**Objective 1:** In the credit agreement passage, condense the paragraph beginning "The events of default under the Third Amended and Restated Credit Agreement" into a list that keeps its main facts.

**Source extract:**

.....

The events of default under the Third Amended and Restated Credit Agreement include, but are not limited to, the following: (1) failure to pay outstanding principal or interest; (2) failure of representations or warranties to be correct, in any material respect; (3) failure to perform negative covenants and certain affirmative covenants; (4) failure to perform any other covenants or agreement, if the failure is not remedied within 30 days; (5) a cross-default with other debt in certain circumstances; (6) a change of control; (7) certain judgments against Unitil and/or its subsidiaries in excess of $25 million; (8) certain defaults on obligations under the Employee Retirement Income Security Act; or (9) certain bankruptcy-related or insolvency-related events. Such events of default could result in the acceleration of all obligations and the termination of the right to borrow additional funds or request the issuance of letters of credit under the Third Amended Credit Facility; however, upon the entry of an order for relief under the United States Bankruptcy Code, the obligations would be automatically accelerated and the right to borrow and request letters of credit would be automatically terminated.

The other terms and conditions of the Third Amended Credit Facility, including affirmative and negative covenants, are substantially similar to those of the previous Credit Facility.

.....

**Data for processing:**
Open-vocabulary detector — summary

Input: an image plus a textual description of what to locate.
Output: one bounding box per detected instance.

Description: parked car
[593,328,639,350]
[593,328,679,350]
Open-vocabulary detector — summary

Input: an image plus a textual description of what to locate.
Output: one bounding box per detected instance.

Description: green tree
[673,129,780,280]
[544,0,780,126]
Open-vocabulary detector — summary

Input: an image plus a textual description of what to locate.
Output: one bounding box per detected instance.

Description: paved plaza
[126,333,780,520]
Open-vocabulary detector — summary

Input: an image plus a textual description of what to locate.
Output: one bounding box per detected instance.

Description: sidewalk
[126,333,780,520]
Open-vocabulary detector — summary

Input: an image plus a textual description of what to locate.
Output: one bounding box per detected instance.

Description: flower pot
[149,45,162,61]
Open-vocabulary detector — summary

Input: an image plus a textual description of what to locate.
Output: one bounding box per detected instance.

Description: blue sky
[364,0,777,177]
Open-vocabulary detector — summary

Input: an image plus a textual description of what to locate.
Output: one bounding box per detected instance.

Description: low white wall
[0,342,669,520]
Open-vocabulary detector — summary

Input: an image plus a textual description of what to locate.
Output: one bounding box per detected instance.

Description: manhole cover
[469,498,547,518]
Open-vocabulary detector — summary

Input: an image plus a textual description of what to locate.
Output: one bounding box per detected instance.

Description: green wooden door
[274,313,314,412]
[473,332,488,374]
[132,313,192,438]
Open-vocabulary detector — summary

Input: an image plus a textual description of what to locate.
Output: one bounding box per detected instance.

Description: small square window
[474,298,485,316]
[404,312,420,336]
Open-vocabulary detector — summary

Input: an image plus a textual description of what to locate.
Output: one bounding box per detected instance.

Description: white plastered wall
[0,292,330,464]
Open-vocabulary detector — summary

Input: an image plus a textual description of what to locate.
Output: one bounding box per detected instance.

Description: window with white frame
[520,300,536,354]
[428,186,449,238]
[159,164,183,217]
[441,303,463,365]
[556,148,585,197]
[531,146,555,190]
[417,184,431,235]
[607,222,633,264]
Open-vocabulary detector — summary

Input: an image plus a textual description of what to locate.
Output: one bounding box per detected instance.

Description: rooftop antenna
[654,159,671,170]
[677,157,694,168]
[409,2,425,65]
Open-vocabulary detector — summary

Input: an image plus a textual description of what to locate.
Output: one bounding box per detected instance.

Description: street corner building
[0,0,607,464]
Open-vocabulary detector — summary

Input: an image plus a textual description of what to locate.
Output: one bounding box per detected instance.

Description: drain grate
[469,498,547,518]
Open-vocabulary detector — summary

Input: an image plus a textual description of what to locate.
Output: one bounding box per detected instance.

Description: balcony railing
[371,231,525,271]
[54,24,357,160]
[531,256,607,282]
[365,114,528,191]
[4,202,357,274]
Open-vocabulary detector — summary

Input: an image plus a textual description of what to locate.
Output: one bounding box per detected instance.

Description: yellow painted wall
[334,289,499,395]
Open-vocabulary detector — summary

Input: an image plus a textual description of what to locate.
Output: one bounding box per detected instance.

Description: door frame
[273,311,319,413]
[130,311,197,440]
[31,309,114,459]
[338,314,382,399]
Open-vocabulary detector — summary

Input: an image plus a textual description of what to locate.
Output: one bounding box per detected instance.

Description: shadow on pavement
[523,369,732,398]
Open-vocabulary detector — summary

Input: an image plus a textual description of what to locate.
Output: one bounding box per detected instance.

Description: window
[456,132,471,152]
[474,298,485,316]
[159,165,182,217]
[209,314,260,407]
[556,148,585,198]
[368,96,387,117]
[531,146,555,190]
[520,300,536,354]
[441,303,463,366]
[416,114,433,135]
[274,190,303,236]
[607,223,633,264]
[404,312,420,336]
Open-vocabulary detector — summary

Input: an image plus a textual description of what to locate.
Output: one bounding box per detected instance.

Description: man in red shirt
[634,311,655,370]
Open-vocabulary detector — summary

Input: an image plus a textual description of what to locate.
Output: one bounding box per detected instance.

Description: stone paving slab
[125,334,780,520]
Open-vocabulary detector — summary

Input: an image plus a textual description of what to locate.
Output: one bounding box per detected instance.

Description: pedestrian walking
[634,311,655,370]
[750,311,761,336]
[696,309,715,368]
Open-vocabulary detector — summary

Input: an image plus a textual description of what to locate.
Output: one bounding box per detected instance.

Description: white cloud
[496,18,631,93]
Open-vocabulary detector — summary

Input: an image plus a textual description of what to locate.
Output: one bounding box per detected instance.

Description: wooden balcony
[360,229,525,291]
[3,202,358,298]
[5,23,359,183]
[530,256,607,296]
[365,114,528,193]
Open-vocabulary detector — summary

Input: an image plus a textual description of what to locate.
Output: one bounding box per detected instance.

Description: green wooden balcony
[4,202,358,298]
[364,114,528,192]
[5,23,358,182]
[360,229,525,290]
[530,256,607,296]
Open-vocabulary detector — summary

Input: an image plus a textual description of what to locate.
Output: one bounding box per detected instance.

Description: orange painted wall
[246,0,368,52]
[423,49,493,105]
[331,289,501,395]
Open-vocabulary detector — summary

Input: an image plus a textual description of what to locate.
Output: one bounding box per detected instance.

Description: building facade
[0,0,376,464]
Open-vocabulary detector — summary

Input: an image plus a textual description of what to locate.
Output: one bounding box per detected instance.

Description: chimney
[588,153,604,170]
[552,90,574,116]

.....

**Objective 2:** Express as a numbered list, omitting blank lines, the part of the entries that opens with their first line and closes with the line containing "[149,45,162,61]".

**Reply 1:**
Events of default under the Third Amended and Restated Credit Agreement include, among others:
- failure to pay outstanding principal or interest
- representations or warranties incorrect in any material respect
- failure to perform negative covenants and certain affirmative covenants
- failure to perform any other covenant or agreement, if not remedied within 30 days
- a cross-default with other debt in certain circumstances
- a change of control
- certain judgments against Unitil and/or its subsidiaries over $25 million
- certain defaults on obligations under the Employee Retirement Income Security Act
- certain bankruptcy-related or insolvency-related events

Consequences:
- Any of these could trigger acceleration of all obligations and end the right to borrow further or request letters of credit under the Third Amended Credit Facility.
- If an order for relief is entered under the United States Bankruptcy Code, acceleration and termination of these rights happen automatically.

**Reply 2:**
1. Open-vocabulary detector — summary
2. Input: an image plus a textual description of what to locate.
3. Output: one bounding box per detected instance.
4. Description: parked car
5. [593,328,639,350]
6. [593,328,679,350]
7. Open-vocabulary detector — summary
8. Input: an image plus a textual description of what to locate.
9. Output: one bounding box per detected instance.
10. Description: green tree
11. [673,129,780,280]
12. [544,0,780,126]
13. Open-vocabulary detector — summary
14. Input: an image plus a textual description of what to locate.
15. Output: one bounding box per detected instance.
16. Description: paved plaza
17. [126,333,780,520]
18. Open-vocabulary detector — summary
19. Input: an image plus a textual description of what to locate.
20. Output: one bounding box per detected instance.
21. Description: sidewalk
22. [126,333,780,520]
23. Open-vocabulary detector — summary
24. Input: an image plus a textual description of what to locate.
25. Output: one bounding box per detected instance.
26. Description: flower pot
27. [149,45,162,61]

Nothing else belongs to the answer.